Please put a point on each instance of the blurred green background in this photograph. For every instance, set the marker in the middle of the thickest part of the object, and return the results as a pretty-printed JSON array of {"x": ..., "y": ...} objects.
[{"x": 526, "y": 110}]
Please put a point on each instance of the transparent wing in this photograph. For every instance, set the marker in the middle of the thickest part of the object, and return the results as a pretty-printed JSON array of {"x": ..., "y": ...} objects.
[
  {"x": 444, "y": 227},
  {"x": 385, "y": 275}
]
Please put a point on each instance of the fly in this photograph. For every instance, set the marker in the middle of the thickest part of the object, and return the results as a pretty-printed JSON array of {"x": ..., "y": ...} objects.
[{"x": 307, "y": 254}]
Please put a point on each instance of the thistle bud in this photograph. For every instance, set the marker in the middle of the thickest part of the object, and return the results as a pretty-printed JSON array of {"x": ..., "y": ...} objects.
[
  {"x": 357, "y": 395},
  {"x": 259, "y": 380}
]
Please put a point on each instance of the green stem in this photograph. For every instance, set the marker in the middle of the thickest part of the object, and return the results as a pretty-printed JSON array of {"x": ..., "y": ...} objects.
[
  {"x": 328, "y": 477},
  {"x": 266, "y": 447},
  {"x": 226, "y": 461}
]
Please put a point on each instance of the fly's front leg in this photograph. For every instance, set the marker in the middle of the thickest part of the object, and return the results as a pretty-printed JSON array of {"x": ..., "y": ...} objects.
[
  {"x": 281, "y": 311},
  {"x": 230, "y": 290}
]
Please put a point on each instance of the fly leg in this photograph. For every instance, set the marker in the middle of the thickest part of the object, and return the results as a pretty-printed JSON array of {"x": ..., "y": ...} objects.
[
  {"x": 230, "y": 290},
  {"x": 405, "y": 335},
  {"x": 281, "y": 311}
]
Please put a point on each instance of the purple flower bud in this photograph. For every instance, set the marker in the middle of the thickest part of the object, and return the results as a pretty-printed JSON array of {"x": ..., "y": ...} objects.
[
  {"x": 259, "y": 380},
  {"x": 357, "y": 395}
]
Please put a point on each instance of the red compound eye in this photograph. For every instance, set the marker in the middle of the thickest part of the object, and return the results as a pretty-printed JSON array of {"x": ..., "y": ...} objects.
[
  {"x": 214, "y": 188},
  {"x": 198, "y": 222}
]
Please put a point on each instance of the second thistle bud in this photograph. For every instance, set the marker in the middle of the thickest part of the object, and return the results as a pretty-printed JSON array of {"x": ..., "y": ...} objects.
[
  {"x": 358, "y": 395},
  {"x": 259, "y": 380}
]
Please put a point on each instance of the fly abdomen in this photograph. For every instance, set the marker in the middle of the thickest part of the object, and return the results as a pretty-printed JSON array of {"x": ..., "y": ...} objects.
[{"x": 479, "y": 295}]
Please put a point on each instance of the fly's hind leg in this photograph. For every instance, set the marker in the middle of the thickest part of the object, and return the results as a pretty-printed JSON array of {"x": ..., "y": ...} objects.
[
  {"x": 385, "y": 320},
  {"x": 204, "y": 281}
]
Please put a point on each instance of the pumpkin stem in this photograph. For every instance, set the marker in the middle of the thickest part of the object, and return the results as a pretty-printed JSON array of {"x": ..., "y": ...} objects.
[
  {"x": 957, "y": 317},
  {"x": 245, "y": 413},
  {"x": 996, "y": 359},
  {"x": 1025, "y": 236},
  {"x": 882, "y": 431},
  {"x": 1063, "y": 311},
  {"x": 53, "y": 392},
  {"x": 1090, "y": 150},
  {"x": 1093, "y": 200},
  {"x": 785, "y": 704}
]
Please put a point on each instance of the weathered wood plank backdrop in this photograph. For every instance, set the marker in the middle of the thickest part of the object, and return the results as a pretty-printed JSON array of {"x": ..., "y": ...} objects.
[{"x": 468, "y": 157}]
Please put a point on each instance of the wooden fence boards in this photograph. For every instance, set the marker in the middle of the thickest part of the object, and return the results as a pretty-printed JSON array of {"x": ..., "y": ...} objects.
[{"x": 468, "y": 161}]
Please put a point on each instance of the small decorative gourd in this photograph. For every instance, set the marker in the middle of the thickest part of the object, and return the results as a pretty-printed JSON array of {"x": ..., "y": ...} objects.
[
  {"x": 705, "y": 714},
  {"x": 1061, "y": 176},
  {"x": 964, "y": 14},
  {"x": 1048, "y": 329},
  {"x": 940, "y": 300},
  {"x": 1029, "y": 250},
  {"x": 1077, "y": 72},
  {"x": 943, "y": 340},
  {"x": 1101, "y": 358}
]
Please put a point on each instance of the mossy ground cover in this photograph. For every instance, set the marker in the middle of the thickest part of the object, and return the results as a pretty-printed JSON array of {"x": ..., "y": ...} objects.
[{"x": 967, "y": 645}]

● ● ● ●

Aim of the exercise
Quote every line from the line containing "Please put a point on each instance of the small" through the closing line of the listing, including both.

Right answer
Please put a point on each instance of the small decorative gourd in this photograph. For every instance, set the marker in the middle of the thickest part of the object, and return the results as a pretty-printed JSON array of {"x": ..., "y": ...} objects.
[
  {"x": 705, "y": 714},
  {"x": 1061, "y": 176},
  {"x": 964, "y": 14},
  {"x": 1048, "y": 329},
  {"x": 940, "y": 300},
  {"x": 1029, "y": 250},
  {"x": 1077, "y": 72},
  {"x": 943, "y": 340},
  {"x": 1101, "y": 358}
]
Please put a point on each instance of the mossy ground cover in this photograph. For every instance, set the marker in the middle of the thickest part of the object, and return the results as a pretty-printed JSON array of {"x": ..., "y": ...} objects.
[{"x": 967, "y": 645}]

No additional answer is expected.